A block of data
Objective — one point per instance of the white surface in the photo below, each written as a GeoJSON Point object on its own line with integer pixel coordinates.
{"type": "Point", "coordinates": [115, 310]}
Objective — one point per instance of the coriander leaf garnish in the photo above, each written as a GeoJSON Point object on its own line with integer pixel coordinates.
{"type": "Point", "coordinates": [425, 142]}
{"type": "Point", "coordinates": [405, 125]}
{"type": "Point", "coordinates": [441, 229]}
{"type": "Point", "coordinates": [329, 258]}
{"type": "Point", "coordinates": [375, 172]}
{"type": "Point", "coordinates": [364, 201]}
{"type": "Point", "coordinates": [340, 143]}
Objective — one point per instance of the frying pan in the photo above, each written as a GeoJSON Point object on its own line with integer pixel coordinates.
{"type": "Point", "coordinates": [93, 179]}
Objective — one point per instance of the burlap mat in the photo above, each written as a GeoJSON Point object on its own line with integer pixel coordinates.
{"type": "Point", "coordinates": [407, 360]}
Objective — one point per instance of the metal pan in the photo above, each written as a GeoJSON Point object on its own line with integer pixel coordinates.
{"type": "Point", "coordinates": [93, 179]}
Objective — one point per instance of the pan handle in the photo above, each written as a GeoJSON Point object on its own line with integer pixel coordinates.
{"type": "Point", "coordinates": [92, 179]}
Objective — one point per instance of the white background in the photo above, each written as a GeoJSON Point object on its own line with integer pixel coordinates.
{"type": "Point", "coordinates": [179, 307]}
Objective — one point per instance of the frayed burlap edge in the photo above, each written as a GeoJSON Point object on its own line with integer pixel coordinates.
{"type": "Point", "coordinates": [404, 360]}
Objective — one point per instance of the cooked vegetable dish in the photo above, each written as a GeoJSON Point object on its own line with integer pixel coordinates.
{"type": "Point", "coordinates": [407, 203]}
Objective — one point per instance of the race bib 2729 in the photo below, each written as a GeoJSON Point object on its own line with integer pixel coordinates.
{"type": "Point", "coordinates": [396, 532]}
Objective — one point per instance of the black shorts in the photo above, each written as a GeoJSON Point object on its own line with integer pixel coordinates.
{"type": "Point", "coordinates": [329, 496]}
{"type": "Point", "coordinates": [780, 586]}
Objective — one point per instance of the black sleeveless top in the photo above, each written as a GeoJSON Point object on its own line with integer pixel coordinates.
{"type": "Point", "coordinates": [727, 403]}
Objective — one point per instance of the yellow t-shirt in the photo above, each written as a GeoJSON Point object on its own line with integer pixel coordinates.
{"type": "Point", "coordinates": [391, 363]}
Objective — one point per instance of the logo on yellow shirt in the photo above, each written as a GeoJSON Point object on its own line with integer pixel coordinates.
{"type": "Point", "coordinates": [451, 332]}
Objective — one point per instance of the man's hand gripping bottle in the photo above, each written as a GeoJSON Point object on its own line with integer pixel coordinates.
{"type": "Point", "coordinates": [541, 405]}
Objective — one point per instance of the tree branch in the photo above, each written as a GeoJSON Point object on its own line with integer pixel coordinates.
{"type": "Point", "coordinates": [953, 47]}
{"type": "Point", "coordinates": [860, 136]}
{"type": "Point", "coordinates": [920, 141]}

§ **Exercise description**: Repeat all entries. Match them exactly.

§ **Problem solution**:
Objective — one point per instance of the white surface in the photo below, each written as a GeoJSON Point object on its own line with integer pixel coordinates.
{"type": "Point", "coordinates": [115, 310]}
Objective — one point per instance of the coriander leaf garnish in the photo above, each written as a GeoJSON Point object on its own line with integer pixel coordinates.
{"type": "Point", "coordinates": [425, 142]}
{"type": "Point", "coordinates": [405, 125]}
{"type": "Point", "coordinates": [441, 229]}
{"type": "Point", "coordinates": [329, 258]}
{"type": "Point", "coordinates": [375, 172]}
{"type": "Point", "coordinates": [364, 201]}
{"type": "Point", "coordinates": [340, 143]}
Objective — one point per instance of the frying pan in the photo above, each written as a GeoJSON Point object on its own line with integer pixel coordinates.
{"type": "Point", "coordinates": [93, 179]}
Objective — one point per instance of the burlap mat in the photo above, each written as a GeoJSON Point object on its own line with integer pixel coordinates.
{"type": "Point", "coordinates": [407, 360]}
Objective — one point per instance of the metal pan in the photo above, each written as a GeoJSON Point object on its own line with integer pixel coordinates.
{"type": "Point", "coordinates": [93, 179]}
Objective — one point per instance of the pan handle in the photo above, each written as a GeoJSON Point object on its own line with integer pixel coordinates.
{"type": "Point", "coordinates": [92, 179]}
Objective — one point per instance of the white background in the photo above, each written as a GeoJSON Point object on its own line with integer pixel coordinates.
{"type": "Point", "coordinates": [179, 307]}
Objective — one point per instance of the frayed burlap edge in the photo above, each written as a GeoJSON Point object on its own line with integer pixel coordinates.
{"type": "Point", "coordinates": [404, 360]}
Objective — one point per instance of the cooked vegetable dish in the photo above, each written as a GeoJSON Point object on its own line with integer pixel coordinates.
{"type": "Point", "coordinates": [407, 203]}
Objective — one point per instance of the race bib 2729 in the photo below, each written as a GeoJSON Point object on its own line with integer pixel coordinates.
{"type": "Point", "coordinates": [396, 532]}
Objective — one point per instance of the black shorts in the photo above, each written as a GeoJSON Point object on its own line with integer pixel coordinates.
{"type": "Point", "coordinates": [329, 496]}
{"type": "Point", "coordinates": [780, 586]}
Objective — one point per instance of the black sleeveless top in the photo above, each written as a GeoJSON Point object on its own line with integer pixel coordinates.
{"type": "Point", "coordinates": [727, 403]}
Objective — one point per instance of the yellow t-shirt in the photo above, each written as a GeoJSON Point object on its own line with integer pixel coordinates.
{"type": "Point", "coordinates": [391, 363]}
Objective — one point per instance of the logo on yellow shirt in the photo above, each written as a GeoJSON Point object on its own line with integer pixel coordinates.
{"type": "Point", "coordinates": [451, 332]}
Objective — one point per instance of the man's hand gripping bottle in the photo above, each written as a GeoJSON Point object on its own line with integer pixel coordinates.
{"type": "Point", "coordinates": [541, 405]}
Objective — one point per instance of the tree branch in the photo above, each written as a GeoJSON Point object on its own line with integer pixel coordinates.
{"type": "Point", "coordinates": [953, 47]}
{"type": "Point", "coordinates": [860, 136]}
{"type": "Point", "coordinates": [920, 141]}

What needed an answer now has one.